### Exercise input
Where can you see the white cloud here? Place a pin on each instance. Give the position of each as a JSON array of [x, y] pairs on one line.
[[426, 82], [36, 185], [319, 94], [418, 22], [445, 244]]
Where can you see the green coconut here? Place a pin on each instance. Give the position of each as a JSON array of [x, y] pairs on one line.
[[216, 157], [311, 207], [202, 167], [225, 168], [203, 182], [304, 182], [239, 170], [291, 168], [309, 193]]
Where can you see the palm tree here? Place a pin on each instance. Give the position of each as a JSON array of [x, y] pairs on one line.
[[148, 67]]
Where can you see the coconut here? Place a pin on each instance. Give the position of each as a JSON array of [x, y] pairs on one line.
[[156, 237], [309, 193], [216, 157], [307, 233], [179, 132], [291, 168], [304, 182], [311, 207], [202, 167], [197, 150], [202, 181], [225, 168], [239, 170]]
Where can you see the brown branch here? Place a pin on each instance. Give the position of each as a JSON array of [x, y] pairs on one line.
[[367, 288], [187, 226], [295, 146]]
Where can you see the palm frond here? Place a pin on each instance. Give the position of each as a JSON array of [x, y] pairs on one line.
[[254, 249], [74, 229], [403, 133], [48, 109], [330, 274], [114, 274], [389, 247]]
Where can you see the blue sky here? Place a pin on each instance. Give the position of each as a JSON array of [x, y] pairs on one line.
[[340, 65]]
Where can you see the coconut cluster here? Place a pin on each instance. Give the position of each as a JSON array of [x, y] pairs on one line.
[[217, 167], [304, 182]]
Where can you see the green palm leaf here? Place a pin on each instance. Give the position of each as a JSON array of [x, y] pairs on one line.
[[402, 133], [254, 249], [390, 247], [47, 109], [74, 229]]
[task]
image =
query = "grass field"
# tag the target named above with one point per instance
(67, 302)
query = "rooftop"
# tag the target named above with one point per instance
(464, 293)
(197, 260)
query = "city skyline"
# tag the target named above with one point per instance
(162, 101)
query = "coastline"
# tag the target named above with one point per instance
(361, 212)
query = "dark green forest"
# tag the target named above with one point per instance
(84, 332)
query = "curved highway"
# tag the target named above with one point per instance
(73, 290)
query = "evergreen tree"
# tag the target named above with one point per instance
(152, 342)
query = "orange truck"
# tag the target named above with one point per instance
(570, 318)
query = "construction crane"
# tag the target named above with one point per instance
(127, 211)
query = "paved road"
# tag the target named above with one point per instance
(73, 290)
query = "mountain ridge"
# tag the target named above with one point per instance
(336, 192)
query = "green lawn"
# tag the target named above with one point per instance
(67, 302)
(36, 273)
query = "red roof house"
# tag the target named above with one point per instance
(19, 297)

### Task item
None of the records may be skipped; each is to be repeated exactly.

### Result
Where can you see the white cloud here? Place a pin on each instance. Give the position of each as a JSON array of [x, y] pairs on one line.
[[426, 82], [36, 185], [319, 94], [418, 22], [445, 244]]
Where can you see the green coconut here? Place a pin on each instance. Give the position of each as a JSON array of [x, y] pairs on one line.
[[216, 157], [311, 207], [202, 167], [225, 168], [203, 182], [304, 182], [239, 170], [291, 168], [309, 193]]
Where can you see the palm tree here? Place a pin on each instance. Give the position of each as a JSON array of [x, y] pairs on one line.
[[148, 67]]
Where can you see the coconut here? Place a pin on each instance. Give the position of each as a JSON array of [x, y] pairs on one line.
[[156, 237], [309, 193], [216, 157], [307, 233], [179, 132], [291, 168], [304, 182], [311, 207], [202, 167], [197, 150], [202, 181], [225, 168], [239, 170]]
Where can you see the brown branch here? Place a pin on each instance. Give the position of each as a JSON array of [x, y] pairs on one line.
[[367, 288], [187, 226], [295, 146]]
Where can you see the palm frond here? Place a pin on each instance. Give the position of each as a JSON array of [x, y] pairs on one line.
[[254, 249], [74, 229], [403, 133], [48, 109], [330, 274], [114, 274], [389, 247]]
Where can you see the blue sky here? Place a pin on each instance. Give the position of each as a JSON array of [x, y] pairs on one line.
[[340, 65]]
Where can you see the coconut cluster here? Place a pin on each instance. Give the position of each as a JSON array of [x, y] pairs on one line.
[[217, 167], [304, 182]]
Where can you see the green palm leaf here? Place a pin on each instance. Give the position of each as a JSON array of [x, y] pairs on one line.
[[402, 133], [254, 249], [390, 247], [47, 109], [74, 229]]
[task]
image =
query = "grass field"
# tag the target named above with one point per instance
(67, 302)
query = "rooftop"
# tag the target named above with one point per instance
(464, 293)
(197, 260)
query = "city skyline"
# tag the target named above with one point per instance
(162, 101)
query = "coastline"
# tag the target named above with one point per instance
(361, 212)
query = "dark green forest"
# tag the target named above with one point per instance
(84, 332)
query = "curved highway"
# tag the target named above with one point per instance
(73, 290)
query = "evergreen tree"
# tag the target named above with one point per instance
(152, 342)
query = "orange truck"
# tag the target named above with one point per instance
(570, 318)
query = "construction crane"
# tag the target named above with one point per instance
(127, 211)
query = "paved road"
# tag the target named above with one point per instance
(73, 290)
query = "mountain ridge"
# tag the target named above with one point per instance
(336, 192)
query = "green lawn"
# tag the target named above with one point per instance
(67, 302)
(36, 273)
query = "red roof house"
# tag the target named above with one point per instance
(19, 297)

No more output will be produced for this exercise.